> _Part of a data file_
————————

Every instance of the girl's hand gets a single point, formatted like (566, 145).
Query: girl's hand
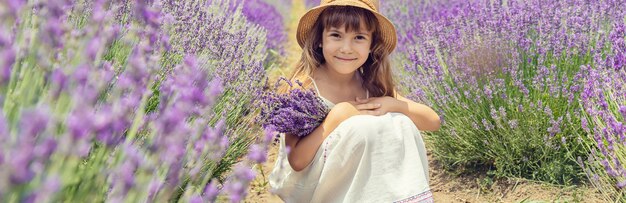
(377, 106)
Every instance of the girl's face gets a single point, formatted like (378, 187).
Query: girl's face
(343, 51)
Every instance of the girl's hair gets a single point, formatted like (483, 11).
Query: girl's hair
(376, 71)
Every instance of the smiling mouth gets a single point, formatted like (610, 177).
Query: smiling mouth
(344, 59)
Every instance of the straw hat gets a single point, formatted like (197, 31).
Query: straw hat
(387, 30)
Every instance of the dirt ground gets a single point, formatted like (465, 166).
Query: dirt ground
(451, 188)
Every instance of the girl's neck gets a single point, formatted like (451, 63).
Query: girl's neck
(338, 79)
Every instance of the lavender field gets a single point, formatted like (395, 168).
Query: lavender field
(154, 101)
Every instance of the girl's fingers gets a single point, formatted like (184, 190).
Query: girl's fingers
(362, 101)
(367, 106)
(370, 112)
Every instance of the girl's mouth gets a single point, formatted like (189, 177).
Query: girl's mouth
(343, 59)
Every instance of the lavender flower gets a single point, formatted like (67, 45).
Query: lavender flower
(296, 112)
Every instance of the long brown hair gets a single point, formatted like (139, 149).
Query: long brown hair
(376, 71)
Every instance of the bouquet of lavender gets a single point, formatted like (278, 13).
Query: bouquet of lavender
(298, 111)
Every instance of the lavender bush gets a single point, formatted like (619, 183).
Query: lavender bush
(298, 111)
(509, 80)
(126, 101)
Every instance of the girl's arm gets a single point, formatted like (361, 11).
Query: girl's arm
(303, 149)
(422, 116)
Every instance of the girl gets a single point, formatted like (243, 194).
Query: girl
(369, 148)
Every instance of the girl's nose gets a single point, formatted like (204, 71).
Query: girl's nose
(346, 47)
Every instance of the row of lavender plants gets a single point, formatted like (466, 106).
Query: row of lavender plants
(527, 88)
(129, 100)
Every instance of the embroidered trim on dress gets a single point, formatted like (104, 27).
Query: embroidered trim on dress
(424, 197)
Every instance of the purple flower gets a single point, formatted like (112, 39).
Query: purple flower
(7, 58)
(296, 112)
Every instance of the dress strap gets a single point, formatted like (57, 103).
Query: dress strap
(314, 84)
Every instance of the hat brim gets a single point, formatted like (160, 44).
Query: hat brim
(387, 30)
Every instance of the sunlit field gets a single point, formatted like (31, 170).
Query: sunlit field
(154, 101)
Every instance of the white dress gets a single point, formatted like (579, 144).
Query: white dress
(365, 159)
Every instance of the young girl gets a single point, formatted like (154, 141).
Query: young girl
(369, 147)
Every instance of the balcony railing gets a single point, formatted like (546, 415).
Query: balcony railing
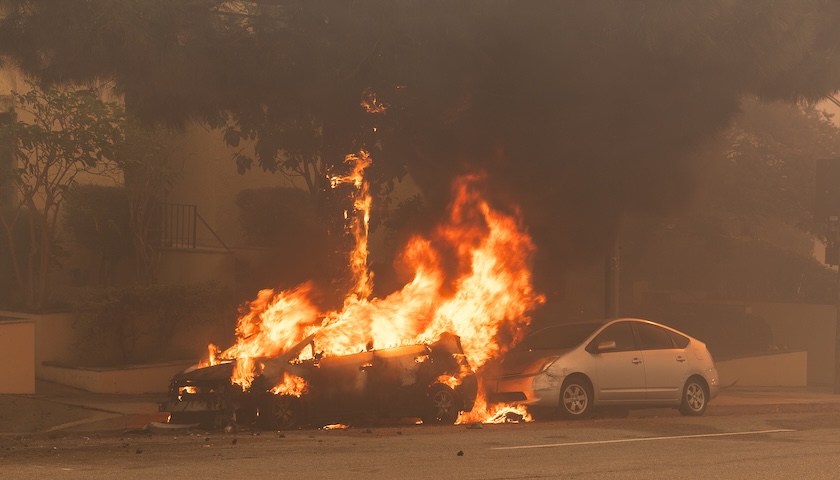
(179, 224)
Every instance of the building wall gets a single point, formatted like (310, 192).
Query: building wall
(17, 342)
(208, 179)
(804, 327)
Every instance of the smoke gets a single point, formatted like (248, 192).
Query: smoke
(577, 112)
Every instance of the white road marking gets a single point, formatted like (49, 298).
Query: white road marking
(644, 439)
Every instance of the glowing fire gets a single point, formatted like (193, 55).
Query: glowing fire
(471, 277)
(291, 385)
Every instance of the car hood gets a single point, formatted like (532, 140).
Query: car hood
(523, 362)
(221, 371)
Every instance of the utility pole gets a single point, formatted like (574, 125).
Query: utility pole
(611, 277)
(827, 209)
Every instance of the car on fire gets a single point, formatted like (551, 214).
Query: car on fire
(625, 363)
(430, 381)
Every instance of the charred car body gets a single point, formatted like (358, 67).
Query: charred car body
(433, 382)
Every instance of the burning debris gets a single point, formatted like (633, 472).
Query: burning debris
(405, 354)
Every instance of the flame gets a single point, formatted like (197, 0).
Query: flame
(291, 385)
(471, 277)
(360, 221)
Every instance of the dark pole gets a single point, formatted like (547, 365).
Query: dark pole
(836, 246)
(611, 277)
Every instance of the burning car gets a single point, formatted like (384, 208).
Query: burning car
(430, 381)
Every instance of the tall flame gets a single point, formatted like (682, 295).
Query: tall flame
(471, 277)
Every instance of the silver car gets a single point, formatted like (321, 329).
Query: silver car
(626, 362)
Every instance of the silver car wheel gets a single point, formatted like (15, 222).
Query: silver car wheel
(575, 400)
(694, 398)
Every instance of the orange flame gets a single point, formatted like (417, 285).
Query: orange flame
(291, 385)
(471, 277)
(360, 221)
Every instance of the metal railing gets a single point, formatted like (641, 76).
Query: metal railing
(178, 226)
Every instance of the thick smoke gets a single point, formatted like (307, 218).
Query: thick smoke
(576, 111)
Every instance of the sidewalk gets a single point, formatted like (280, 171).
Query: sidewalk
(60, 409)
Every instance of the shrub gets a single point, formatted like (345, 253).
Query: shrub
(153, 324)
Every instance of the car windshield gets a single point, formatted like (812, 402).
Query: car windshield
(559, 337)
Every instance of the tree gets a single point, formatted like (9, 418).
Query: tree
(59, 136)
(749, 232)
(146, 160)
(578, 111)
(98, 217)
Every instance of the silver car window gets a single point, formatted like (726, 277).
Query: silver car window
(653, 337)
(621, 333)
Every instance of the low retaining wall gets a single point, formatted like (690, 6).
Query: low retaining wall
(132, 379)
(17, 342)
(784, 369)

————————

> _Directions for this task_
Copy out the listing above word for word, leaving out the pictures.

> _Task answer_
Every instance of the girl's hand gets a single point, formatted like (566, 145).
Query: girl's hand
(377, 106)
Every instance of the girl's face gets a single point, formatted like (378, 187).
Query: girl's face
(343, 51)
Every instance of the girl's hair gets a single point, formatted like (483, 11).
Query: girl's hair
(376, 71)
Every instance of the smiling mouth gets a single point, formatted like (610, 177).
Query: smiling mouth
(344, 59)
Every instance of the straw hat gets a single point, formatted like (197, 31).
Query: straw hat
(387, 30)
Every instance of the dirt ground gets a single point, formatted like (465, 166).
Query: dirt ground
(451, 188)
Every instance of the girl's neck gets a single point, formatted like (451, 63).
Query: girl's neck
(338, 79)
Every instance of the lavender field gets a single point, formatted like (395, 168).
Query: lavender field
(154, 101)
Every instance of the girl's fingers gets a single point, formatted like (184, 190).
Query: girl's fingers
(362, 101)
(367, 106)
(370, 112)
Every instance of the girl's mouth gets a single point, formatted like (189, 177).
Query: girl's mouth
(343, 59)
Every instance of the lavender flower gets a single point, formatted like (67, 45).
Query: lavender flower
(296, 112)
Every instance of the long brown hair gets a single point, formatted like (139, 149).
Query: long brown hair
(376, 71)
Every instance of the bouquet of lavender gets a single point, formatted like (278, 13).
Query: bouquet of lavender
(298, 111)
Every instance of the lavender bush gets a single point, formatted like (619, 183).
Query: lavender bush
(298, 111)
(509, 80)
(126, 101)
Every instance of the girl's arm gets a single point, formatted like (361, 11).
Query: girl's arm
(303, 149)
(422, 116)
Every instance of the girl gets a single point, formatted like (243, 194).
Query: girl
(369, 148)
Every instance of the girl's nose gets a single point, formatted like (204, 71).
Query: girl's nose
(346, 47)
Every instance of the row of lavender plants gets a single point, formatted like (466, 106).
Query: row of lavender plants
(527, 88)
(129, 100)
Every instance of the embroidered trim on dress gets a single point, formatted like (104, 27).
Query: embroidered trim on dress
(424, 197)
Every instance of the purple flower gets a single point, formatted like (112, 39).
Query: purple flower
(7, 58)
(296, 112)
Every instance of the dress strap gets a single point, formatted like (57, 103).
Query: dress strap
(314, 84)
Every instance of the hat brim gets a single point, formatted like (160, 44).
Query: hat brim
(387, 30)
Every instance of the sunlit field gets a single point, formatted like (31, 170).
Query: sunlit field
(154, 101)
Every instance of the white dress gets a single point, formatted like (579, 144).
Query: white dress
(365, 159)
Every instance of the young girl gets a single point, formatted like (154, 141).
Query: young girl
(369, 147)
Every instance of the balcony railing gets a single point, formatted like (546, 415).
Query: balcony railing
(179, 224)
Every instance of the building wall gets a single point, formatted like (310, 192).
Query: building wall
(17, 342)
(208, 179)
(804, 327)
Every instance of the smoke gets a single point, formatted like (248, 192).
Query: smoke
(577, 112)
Every instance of the white road marking gets a single point, formatted like (49, 298).
Query: white road marking
(644, 439)
Every instance of the glowing fire gets a single point, formatted like (193, 55).
Query: glowing fire
(471, 277)
(291, 385)
Every instance of the car hood gets a single point, formatted like (532, 140).
Query: car hood
(523, 362)
(221, 371)
Every instance of the utility pole gets a single point, formatted like (574, 125).
Query: utility pole
(611, 277)
(827, 209)
Every instance of the car on fire gets a single point, formatted like (551, 214).
Query: car on fire
(625, 363)
(430, 381)
Every instance of the charred car body gets a single point, formatted like (358, 67).
Query: charred car body
(433, 382)
Every instance of the burning debris gets a single point, formatted like (633, 472).
Query: burning debris
(405, 354)
Every instance of the flame gets a single point, formatted like (197, 0).
Query: flame
(291, 385)
(471, 277)
(360, 221)
Every instance of the dark pole gets a single point, formatted like (547, 365).
Query: dark pole
(836, 246)
(611, 277)
Every instance of the burning car gets a single point, formatted like (384, 208).
Query: burning car
(430, 381)
Every instance of the tall flame gets a single point, formatted like (682, 295).
Query: tall flame
(471, 277)
Every instance of the silver car gets a single point, formatted like (321, 329).
Query: silver car
(626, 362)
Every instance of the silver car wheel gets a single point, formatted like (15, 222).
Query: silver car wheel
(575, 400)
(694, 398)
Every instance of the orange flame gets a single point, formatted like (417, 285).
Query: orange flame
(291, 385)
(471, 277)
(360, 221)
Every instance of the metal railing gets a single point, formatted like (641, 76).
Query: metal railing
(178, 226)
Every instance of the thick smoke gets a single point, formatted like (307, 218).
Query: thick smoke
(576, 111)
Every instance of the sidewalk gets a single point, formatted like (280, 171).
Query: sidewalk
(60, 409)
Every instance of the shrub gets a single point, formatted like (345, 253).
Query: shrub
(153, 324)
Every instance of the car windshield gets a single point, formatted like (812, 402).
Query: car windshield
(559, 337)
Every instance of the tree gets a single point, formatted like (9, 418).
Query: tree
(59, 136)
(749, 232)
(146, 160)
(578, 111)
(98, 217)
Every instance of the silver car window gets a single point, formatted like (726, 277).
Query: silver car window
(653, 337)
(621, 333)
Every instance of the low retaining wall gets a single point, formatted like (690, 6).
Query: low retaining wall
(132, 379)
(17, 342)
(784, 369)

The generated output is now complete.